PROBLEM DESCRIPTION: Convert every line of the items below into a JSON array of strings, one string per line, with blank lines omitted.

DATA SHOWN:
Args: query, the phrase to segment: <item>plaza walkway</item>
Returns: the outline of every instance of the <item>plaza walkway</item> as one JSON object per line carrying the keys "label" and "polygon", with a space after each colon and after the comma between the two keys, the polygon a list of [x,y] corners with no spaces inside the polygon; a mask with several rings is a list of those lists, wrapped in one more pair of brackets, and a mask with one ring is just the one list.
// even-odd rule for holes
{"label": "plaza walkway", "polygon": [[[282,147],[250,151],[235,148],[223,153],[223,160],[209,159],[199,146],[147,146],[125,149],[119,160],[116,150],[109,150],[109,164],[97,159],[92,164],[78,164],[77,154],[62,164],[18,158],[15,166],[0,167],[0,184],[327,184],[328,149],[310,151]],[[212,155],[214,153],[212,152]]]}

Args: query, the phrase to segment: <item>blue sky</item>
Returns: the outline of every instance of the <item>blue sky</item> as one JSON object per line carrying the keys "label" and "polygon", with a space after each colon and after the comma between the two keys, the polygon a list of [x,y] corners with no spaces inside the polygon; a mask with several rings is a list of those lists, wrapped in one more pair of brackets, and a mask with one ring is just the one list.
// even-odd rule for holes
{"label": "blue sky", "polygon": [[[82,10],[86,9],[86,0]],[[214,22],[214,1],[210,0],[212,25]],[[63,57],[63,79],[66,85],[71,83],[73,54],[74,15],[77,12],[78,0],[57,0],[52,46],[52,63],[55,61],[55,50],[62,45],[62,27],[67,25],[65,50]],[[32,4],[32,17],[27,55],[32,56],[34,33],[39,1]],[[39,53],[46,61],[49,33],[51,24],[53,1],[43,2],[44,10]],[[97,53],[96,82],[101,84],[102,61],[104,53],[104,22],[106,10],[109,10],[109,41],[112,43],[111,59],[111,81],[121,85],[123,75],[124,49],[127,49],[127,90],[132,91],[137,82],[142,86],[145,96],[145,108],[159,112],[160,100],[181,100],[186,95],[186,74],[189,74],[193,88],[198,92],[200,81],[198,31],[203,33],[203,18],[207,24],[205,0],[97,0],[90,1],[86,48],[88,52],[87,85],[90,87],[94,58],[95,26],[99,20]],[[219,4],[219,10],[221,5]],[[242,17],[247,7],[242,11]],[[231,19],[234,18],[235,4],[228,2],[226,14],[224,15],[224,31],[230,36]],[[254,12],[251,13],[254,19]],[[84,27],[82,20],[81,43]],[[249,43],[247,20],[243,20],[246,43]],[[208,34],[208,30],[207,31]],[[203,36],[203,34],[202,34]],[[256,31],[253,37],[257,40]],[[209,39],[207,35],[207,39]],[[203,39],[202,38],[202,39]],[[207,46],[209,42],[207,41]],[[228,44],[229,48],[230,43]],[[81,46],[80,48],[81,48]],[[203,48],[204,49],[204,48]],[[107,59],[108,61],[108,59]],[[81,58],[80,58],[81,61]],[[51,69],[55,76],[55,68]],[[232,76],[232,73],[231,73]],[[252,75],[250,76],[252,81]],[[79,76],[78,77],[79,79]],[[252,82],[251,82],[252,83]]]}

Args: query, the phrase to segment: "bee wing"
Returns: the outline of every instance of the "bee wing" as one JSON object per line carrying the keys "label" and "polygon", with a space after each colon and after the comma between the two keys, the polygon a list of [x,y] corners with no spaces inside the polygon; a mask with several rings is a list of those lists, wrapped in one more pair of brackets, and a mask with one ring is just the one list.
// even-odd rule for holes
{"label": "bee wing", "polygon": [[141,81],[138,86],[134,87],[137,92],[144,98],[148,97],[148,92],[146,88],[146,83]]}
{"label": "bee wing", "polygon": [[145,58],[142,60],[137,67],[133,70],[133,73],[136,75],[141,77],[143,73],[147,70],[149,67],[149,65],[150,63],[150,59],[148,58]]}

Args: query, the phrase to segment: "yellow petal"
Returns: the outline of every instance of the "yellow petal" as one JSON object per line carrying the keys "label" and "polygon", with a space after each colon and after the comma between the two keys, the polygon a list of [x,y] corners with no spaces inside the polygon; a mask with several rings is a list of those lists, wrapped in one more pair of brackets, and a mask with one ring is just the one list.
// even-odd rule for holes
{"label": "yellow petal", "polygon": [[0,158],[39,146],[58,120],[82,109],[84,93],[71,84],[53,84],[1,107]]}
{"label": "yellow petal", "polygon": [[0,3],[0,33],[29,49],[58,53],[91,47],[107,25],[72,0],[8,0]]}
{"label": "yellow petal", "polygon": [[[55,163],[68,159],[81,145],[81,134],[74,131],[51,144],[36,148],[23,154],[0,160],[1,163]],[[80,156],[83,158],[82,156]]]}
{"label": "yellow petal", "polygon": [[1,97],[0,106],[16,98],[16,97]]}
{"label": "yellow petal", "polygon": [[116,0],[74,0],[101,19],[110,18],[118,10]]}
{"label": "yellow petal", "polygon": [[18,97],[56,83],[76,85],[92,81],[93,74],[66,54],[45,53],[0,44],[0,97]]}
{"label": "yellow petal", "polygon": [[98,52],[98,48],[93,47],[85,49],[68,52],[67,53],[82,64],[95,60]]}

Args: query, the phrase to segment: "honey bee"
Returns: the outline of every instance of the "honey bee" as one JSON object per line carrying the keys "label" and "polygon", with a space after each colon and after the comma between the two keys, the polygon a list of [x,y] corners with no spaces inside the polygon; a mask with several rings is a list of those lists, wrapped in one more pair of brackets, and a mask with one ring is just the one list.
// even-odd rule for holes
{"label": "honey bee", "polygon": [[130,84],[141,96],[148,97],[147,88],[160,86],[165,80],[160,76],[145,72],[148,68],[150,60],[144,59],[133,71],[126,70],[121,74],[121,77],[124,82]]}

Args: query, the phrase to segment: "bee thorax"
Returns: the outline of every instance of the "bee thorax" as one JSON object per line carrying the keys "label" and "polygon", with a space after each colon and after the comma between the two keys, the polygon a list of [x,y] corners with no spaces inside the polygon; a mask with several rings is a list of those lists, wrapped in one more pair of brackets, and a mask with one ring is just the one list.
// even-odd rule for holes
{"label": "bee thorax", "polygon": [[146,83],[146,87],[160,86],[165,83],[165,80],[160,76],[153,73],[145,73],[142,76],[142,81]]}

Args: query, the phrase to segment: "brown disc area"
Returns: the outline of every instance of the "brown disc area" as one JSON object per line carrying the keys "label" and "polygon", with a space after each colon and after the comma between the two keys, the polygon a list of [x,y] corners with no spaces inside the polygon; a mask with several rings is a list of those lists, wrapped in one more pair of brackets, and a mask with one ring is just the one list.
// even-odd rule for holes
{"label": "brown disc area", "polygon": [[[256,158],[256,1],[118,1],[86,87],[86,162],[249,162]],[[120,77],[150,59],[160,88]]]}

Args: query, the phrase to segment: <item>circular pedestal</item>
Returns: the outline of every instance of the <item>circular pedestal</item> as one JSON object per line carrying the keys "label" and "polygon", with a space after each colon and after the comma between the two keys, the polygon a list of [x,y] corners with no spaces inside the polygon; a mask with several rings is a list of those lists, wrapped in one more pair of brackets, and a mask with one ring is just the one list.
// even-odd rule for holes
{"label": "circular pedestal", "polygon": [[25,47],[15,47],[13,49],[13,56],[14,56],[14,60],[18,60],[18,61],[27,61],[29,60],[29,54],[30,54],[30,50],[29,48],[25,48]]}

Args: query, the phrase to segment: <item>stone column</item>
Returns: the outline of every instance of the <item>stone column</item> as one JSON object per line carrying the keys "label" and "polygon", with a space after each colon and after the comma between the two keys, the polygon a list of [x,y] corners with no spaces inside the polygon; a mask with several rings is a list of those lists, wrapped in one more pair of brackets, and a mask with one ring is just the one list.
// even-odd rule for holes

RESULT OF THE EXERCISE:
[
  "Args: query, the phrase to segment: <item>plaza walkway</item>",
  "Returns: the outline of every instance of the <item>plaza walkway</item> as one JSON object per line carrying the keys \"label\" and \"polygon\", with a space after each colon and after the comma between the two keys, the polygon a list of [x,y] corners with no spaces inside the polygon; a mask with several rings is a list of those lists, wrapped in one more pair of brackets, and a mask with one ring is just the one list.",
  "// even-odd rule for holes",
  "{\"label\": \"plaza walkway\", \"polygon\": [[[282,147],[250,151],[235,148],[223,153],[223,160],[209,159],[199,146],[147,146],[125,149],[119,160],[116,150],[109,150],[109,164],[97,159],[92,164],[78,164],[77,154],[62,164],[18,158],[15,166],[0,167],[0,184],[327,184],[328,149],[310,151]],[[212,155],[214,153],[212,152]]]}",
  "Args: query, the phrase to segment: <item>blue sky</item>",
  "Returns: the outline of every instance of the <item>blue sky</item> as one JSON object per line carrying the keys \"label\" and \"polygon\", with a space after each colon and after the comma between the two keys, the polygon a list of [x,y] corners with no spaces inside the polygon; a mask with several rings is a list of those lists, wrapped in one more pair of brackets, and a mask with one ring is just the one list.",
  "// even-odd rule for holes",
  "{\"label\": \"blue sky\", \"polygon\": [[[82,10],[86,9],[86,0]],[[214,22],[214,1],[210,0],[212,25]],[[63,57],[63,79],[66,85],[71,83],[73,54],[74,15],[77,12],[78,0],[57,0],[52,46],[52,63],[55,61],[55,50],[62,45],[62,27],[67,25],[65,50]],[[32,4],[32,17],[27,55],[32,56],[34,33],[39,1]],[[39,53],[46,61],[49,33],[51,24],[53,1],[43,2],[44,10]],[[97,53],[96,82],[101,84],[102,61],[104,53],[104,22],[106,10],[109,10],[109,41],[112,43],[111,59],[111,81],[121,85],[123,75],[124,49],[127,49],[127,90],[132,91],[137,82],[142,86],[145,96],[145,108],[159,112],[160,100],[181,100],[186,95],[186,74],[189,74],[193,88],[198,92],[200,81],[198,31],[203,33],[203,18],[207,24],[205,0],[97,0],[90,1],[86,48],[88,52],[87,85],[90,87],[94,58],[95,26],[99,20]],[[219,4],[219,10],[221,5]],[[242,17],[247,7],[242,11]],[[231,19],[234,18],[235,4],[228,2],[226,14],[224,15],[224,31],[230,36]],[[254,12],[251,13],[254,19]],[[84,27],[82,20],[81,43]],[[249,43],[247,20],[243,20],[246,43]],[[208,34],[208,30],[207,31]],[[203,36],[203,34],[202,34]],[[256,31],[253,37],[257,40]],[[209,39],[207,35],[207,39]],[[203,39],[202,38],[202,39]],[[207,46],[209,42],[207,41]],[[228,44],[229,48],[230,43]],[[81,46],[80,48],[81,48]],[[203,48],[204,49],[204,48]],[[107,59],[108,61],[108,59]],[[81,58],[80,58],[81,61]],[[51,69],[55,76],[55,68]],[[232,76],[232,73],[231,73]],[[252,75],[250,76],[252,81]],[[79,76],[78,77],[79,79]],[[252,82],[251,82],[252,83]]]}",
  "Args: query, the phrase to segment: \"bee wing\"",
  "Returns: the outline of every instance of the \"bee wing\" as one JSON object per line carrying the keys \"label\" and \"polygon\", with a space after each colon and after the comma between the two keys, the polygon a list of [x,y] corners with no spaces inside the polygon; a mask with several rings is a list of those lists, wrapped in one more pair of brackets, and a mask with one ring is just the one list.",
  "// even-odd rule for holes",
  "{\"label\": \"bee wing\", \"polygon\": [[141,81],[138,86],[134,87],[137,92],[144,98],[148,97],[148,92],[146,88],[146,83]]}",
  "{\"label\": \"bee wing\", \"polygon\": [[145,58],[142,60],[137,67],[133,70],[133,73],[136,75],[141,77],[143,73],[147,70],[149,67],[149,65],[150,63],[150,59],[148,58]]}",
  "Args: query, the phrase to segment: \"yellow petal\"",
  "Returns: the outline of every instance of the \"yellow petal\" as one JSON object per line carrying the keys \"label\" and \"polygon\", with a space after each colon and after the comma between the two keys, the polygon a list of [x,y] corners with no spaces inside the polygon; a mask with several rings is a list of those lists, wrapped in one more pair of brackets, and a mask with one ring is just the one list.",
  "// even-odd rule for holes",
  "{\"label\": \"yellow petal\", \"polygon\": [[0,158],[39,146],[58,120],[82,109],[84,93],[71,84],[53,84],[1,107]]}",
  "{\"label\": \"yellow petal\", \"polygon\": [[0,3],[0,33],[29,49],[58,53],[91,47],[107,25],[72,0],[8,0]]}",
  "{\"label\": \"yellow petal\", \"polygon\": [[[55,163],[68,159],[81,145],[81,134],[74,131],[51,144],[36,148],[23,154],[0,160],[1,163]],[[80,156],[83,158],[82,156]]]}",
  "{\"label\": \"yellow petal\", \"polygon\": [[1,97],[0,106],[16,98],[16,97]]}",
  "{\"label\": \"yellow petal\", \"polygon\": [[116,0],[74,0],[101,19],[110,18],[118,10]]}",
  "{\"label\": \"yellow petal\", \"polygon\": [[18,97],[56,83],[76,85],[92,81],[93,74],[66,54],[45,53],[0,44],[0,97]]}",
  "{\"label\": \"yellow petal\", \"polygon\": [[98,52],[98,48],[93,47],[85,49],[68,52],[67,53],[82,64],[95,60]]}",
  "Args: query, the phrase to segment: \"honey bee\"",
  "Returns: the outline of every instance of the \"honey bee\" as one JSON object per line carrying the keys \"label\" and \"polygon\", with a space after each colon and after the comma between the two keys, the polygon a list of [x,y] corners with no spaces inside the polygon; a mask with several rings is a list of those lists, wrapped in one more pair of brackets, and a mask with one ring is just the one list.",
  "// even-odd rule for holes",
  "{\"label\": \"honey bee\", \"polygon\": [[130,84],[141,96],[148,97],[147,88],[160,86],[165,80],[160,76],[145,72],[148,68],[150,60],[144,59],[133,71],[126,70],[121,74],[121,77],[124,82]]}",
  "Args: query, the phrase to segment: \"bee thorax\"",
  "Returns: the outline of every instance of the \"bee thorax\" as one JSON object per line carrying the keys \"label\" and \"polygon\", with a space after each colon and after the comma between the two keys, the polygon a list of [x,y] corners with no spaces inside the polygon; a mask with several rings is a list of those lists, wrapped in one more pair of brackets, and a mask with one ring is just the one list.",
  "// even-odd rule for holes",
  "{\"label\": \"bee thorax\", \"polygon\": [[146,83],[146,87],[160,86],[165,83],[165,80],[160,76],[153,73],[145,73],[142,76],[142,81]]}",
  "Args: query, the phrase to segment: \"brown disc area\"",
  "Returns: the outline of every instance of the \"brown disc area\" as one JSON object per line carrying the keys \"label\" and \"polygon\", with a space after each colon and after the comma between the two keys, the polygon a list of [x,y] corners with no spaces inside the polygon; a mask with several rings is a list of those lists, wrapped in one more pair of brackets, and a mask with one ring is just the one list.",
  "// even-odd rule for holes",
  "{\"label\": \"brown disc area\", \"polygon\": [[[256,158],[256,1],[118,1],[86,87],[86,162],[249,162]],[[120,77],[150,59],[160,88]]]}",
  "Args: query, the phrase to segment: <item>circular pedestal</item>",
  "Returns: the outline of every instance of the <item>circular pedestal</item> as one JSON object per line carrying the keys \"label\" and \"polygon\", with a space after each colon and after the comma between the two keys, the polygon a list of [x,y] corners with no spaces inside the polygon; a mask with several rings is a list of those lists, wrapped in one more pair of brackets, and a mask with one ring is just the one list.",
  "// even-odd rule for holes",
  "{\"label\": \"circular pedestal\", \"polygon\": [[25,47],[15,47],[13,49],[13,56],[14,56],[14,60],[18,60],[18,61],[27,61],[29,60],[29,54],[30,54],[30,50],[29,48],[25,48]]}",
  "Args: query, the phrase to segment: <item>stone column</item>",
  "Returns: the outline of every instance of the <item>stone column</item> as one JSON object per line carrying the keys \"label\" and \"polygon\", with a space after each colon and after the comma between the two keys, the polygon a list of [x,y] corners with no spaces inside the polygon; a mask with several rings is a list of those lists, wrapped in one more pair of brackets, and a mask with one ring is just the one list.",
  "// even-odd rule for holes"
]